TEXT SEGMENT ▸
** begin **

Re: Physical shutdown of one node causes both node to crash in active/passive configuration of 2 node RHEL cluster

[Date Prev][Date Next][Thread Prev][Thread Next][Date Index][Thread Index]

 



Digimer,

I have applied the changes but looks like it goes into fence loop. That means when node 1 is running cman and when  reboot node2, it fences node1 and they get into a loop

1) On both nodes acpid is off

 krplporcl001 ~]# service acpid status
  acpid is stopped

 krplporcl002 ~]# service acpid status
acpid is stopped

2)  Changes in cluster .conf <

<clusternode name= "krplporcl001"  nodeid="1" >
           <fence>
               <method name  = "1">
                 <device lanplus = "" name="inspuripmi" delay ="15"  action ="">
                 </method>
            </fence>
           </clusternode>
            <clusternode name = "krplporcl002" nodeid="2">
                 <fence>


3) Bonding uses mode = 1 only

on krplporcl001 : 

DEVICE=bond0
IPADDR=192.168.10.10
NETMASK=255.255.255.0
NETWORK=192.168.10.0
BROADCAST=192.168.10.255
BOOTPROTO=none
Type=Ethernet
_ONBOOT_=yes
BONDING_OPTS='miimon=100 mode=1'

on krplporcl002

DEVICE=bond0
IPADDR=192.168.10.11
NETMASK=255.255.255.0
NETWORK=192.168.10.0
BROADCAST=192.168.10.255

BOOTPROTO=none
Type=Ethernet
_ONBOOT_=yes
BONDING_OPTS='miimon=100 mode=1'
~
4) I have put one switch as sivaji suggested

As soon as 
The logs on klrplporcl001 are as follows
Sep 10 11:47:53 krplporcl001 fenced[5977]: fencing node krplporcl002

The logs on krplporcl002 are as follows :

Sep 10 11:46:48 krplporcl002 fenced[2950]: fencing node krplporcl001

I am not sure why the network is breaking and why both nodes can not communicate with each other?

** end **

[Labeled area outline rows]
** begin **

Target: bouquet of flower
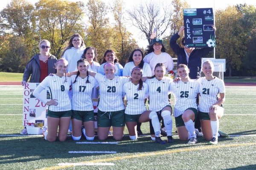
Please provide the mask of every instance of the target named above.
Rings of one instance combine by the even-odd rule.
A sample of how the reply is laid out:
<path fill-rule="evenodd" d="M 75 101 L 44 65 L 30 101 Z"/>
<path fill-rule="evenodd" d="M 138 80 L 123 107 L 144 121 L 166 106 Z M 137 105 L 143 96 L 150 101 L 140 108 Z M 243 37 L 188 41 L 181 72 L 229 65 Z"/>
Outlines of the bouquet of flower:
<path fill-rule="evenodd" d="M 172 79 L 175 78 L 175 73 L 172 71 L 166 71 L 166 74 L 164 75 L 166 77 L 169 77 Z"/>

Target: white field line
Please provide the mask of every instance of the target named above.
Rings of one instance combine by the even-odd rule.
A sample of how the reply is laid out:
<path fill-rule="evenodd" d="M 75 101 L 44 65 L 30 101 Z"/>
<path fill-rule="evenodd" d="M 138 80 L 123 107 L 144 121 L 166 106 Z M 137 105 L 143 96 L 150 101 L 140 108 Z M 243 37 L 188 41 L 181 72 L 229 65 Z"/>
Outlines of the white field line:
<path fill-rule="evenodd" d="M 58 166 L 111 166 L 114 165 L 113 163 L 98 162 L 98 163 L 61 163 L 58 164 Z"/>
<path fill-rule="evenodd" d="M 77 144 L 118 144 L 118 142 L 76 142 Z"/>
<path fill-rule="evenodd" d="M 116 153 L 116 151 L 72 151 L 69 153 Z"/>

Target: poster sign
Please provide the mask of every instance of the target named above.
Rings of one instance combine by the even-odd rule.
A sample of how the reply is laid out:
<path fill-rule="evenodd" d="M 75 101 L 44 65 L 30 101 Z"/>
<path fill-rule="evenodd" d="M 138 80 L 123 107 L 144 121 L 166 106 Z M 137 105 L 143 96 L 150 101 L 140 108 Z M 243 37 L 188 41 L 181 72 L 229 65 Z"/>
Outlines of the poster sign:
<path fill-rule="evenodd" d="M 26 83 L 23 86 L 23 126 L 26 126 L 28 122 L 43 123 L 44 126 L 47 126 L 48 105 L 33 95 L 33 91 L 39 84 Z M 50 98 L 49 89 L 44 90 L 41 94 L 45 98 Z"/>
<path fill-rule="evenodd" d="M 183 19 L 186 47 L 215 47 L 212 8 L 184 9 Z"/>

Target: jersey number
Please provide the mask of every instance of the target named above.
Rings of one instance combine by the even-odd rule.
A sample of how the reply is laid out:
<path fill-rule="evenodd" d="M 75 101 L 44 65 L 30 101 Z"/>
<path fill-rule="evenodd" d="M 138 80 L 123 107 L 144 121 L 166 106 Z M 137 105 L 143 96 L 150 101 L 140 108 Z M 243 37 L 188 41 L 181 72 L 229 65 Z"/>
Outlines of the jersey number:
<path fill-rule="evenodd" d="M 180 97 L 185 97 L 186 98 L 189 97 L 189 92 L 188 91 L 180 91 Z"/>
<path fill-rule="evenodd" d="M 115 93 L 116 92 L 116 86 L 108 86 L 108 88 L 107 92 L 108 93 Z"/>
<path fill-rule="evenodd" d="M 203 89 L 203 94 L 209 94 L 209 91 L 210 91 L 209 88 L 207 89 L 206 88 L 204 88 Z M 206 91 L 207 91 L 207 94 L 206 93 Z"/>
<path fill-rule="evenodd" d="M 138 96 L 139 96 L 139 94 L 137 93 L 134 93 L 134 99 L 139 99 Z"/>
<path fill-rule="evenodd" d="M 157 89 L 157 91 L 158 91 L 158 93 L 161 92 L 161 88 L 160 86 L 158 87 L 158 88 Z"/>
<path fill-rule="evenodd" d="M 83 88 L 83 90 L 82 90 L 82 88 Z M 85 85 L 80 85 L 79 86 L 79 92 L 84 92 L 85 90 L 85 88 L 86 88 L 86 86 Z"/>
<path fill-rule="evenodd" d="M 65 86 L 64 85 L 61 85 L 61 91 L 65 91 Z"/>

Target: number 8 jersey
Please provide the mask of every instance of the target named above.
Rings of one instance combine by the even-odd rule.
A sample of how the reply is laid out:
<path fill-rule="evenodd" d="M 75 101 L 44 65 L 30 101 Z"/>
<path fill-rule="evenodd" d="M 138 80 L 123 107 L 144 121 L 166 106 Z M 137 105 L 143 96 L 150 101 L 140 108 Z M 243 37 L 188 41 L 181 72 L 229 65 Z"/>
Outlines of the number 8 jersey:
<path fill-rule="evenodd" d="M 171 79 L 164 76 L 161 80 L 155 77 L 147 79 L 145 82 L 149 88 L 149 110 L 158 111 L 166 106 L 171 105 L 168 94 L 170 93 L 171 81 Z"/>
<path fill-rule="evenodd" d="M 199 92 L 201 96 L 199 111 L 208 113 L 210 107 L 218 101 L 219 93 L 225 93 L 224 82 L 216 77 L 210 81 L 207 80 L 205 77 L 201 77 L 197 81 L 200 86 Z"/>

** end **

PARTS OF THE EXERCISE ▸
[1] According to the cluster fencing post, which bonding mode is used?
[2] Retype the rows, starting with the first line of the rows and going on through the line with "Outlines of the bouquet". Leave out the pictures.

THE REPLIES ▸
[1] Mode 1 only.

[2]
Target: bouquet of flower
Please provide the mask of every instance of the target named above.
Rings of one instance combine by the even-odd rule.
A sample of how the reply is laid out:
<path fill-rule="evenodd" d="M 75 101 L 44 65 L 30 101 Z"/>
<path fill-rule="evenodd" d="M 138 80 L 123 107 L 144 121 L 166 106 Z M 137 105 L 143 96 L 150 101 L 140 108 Z M 243 37 L 188 41 L 181 72 L 229 65 Z"/>
Outlines of the bouquet of flower:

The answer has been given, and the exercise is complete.